■ **Exercise aim**
Please write out all of the material below word for word, leaving nothing out.
-- START Records for processing --
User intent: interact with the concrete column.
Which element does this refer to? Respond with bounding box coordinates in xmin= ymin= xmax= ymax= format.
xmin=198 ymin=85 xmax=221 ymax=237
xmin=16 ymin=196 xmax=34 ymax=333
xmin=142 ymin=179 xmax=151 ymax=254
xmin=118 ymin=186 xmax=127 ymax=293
-- END Records for processing --
■ **Answer in full**
User intent: interact with the concrete column.
Which element does this refer to? Respond with bounding box coordinates in xmin= ymin= xmax= ymax= format.
xmin=198 ymin=85 xmax=221 ymax=237
xmin=16 ymin=196 xmax=34 ymax=333
xmin=142 ymin=179 xmax=151 ymax=254
xmin=118 ymin=186 xmax=127 ymax=293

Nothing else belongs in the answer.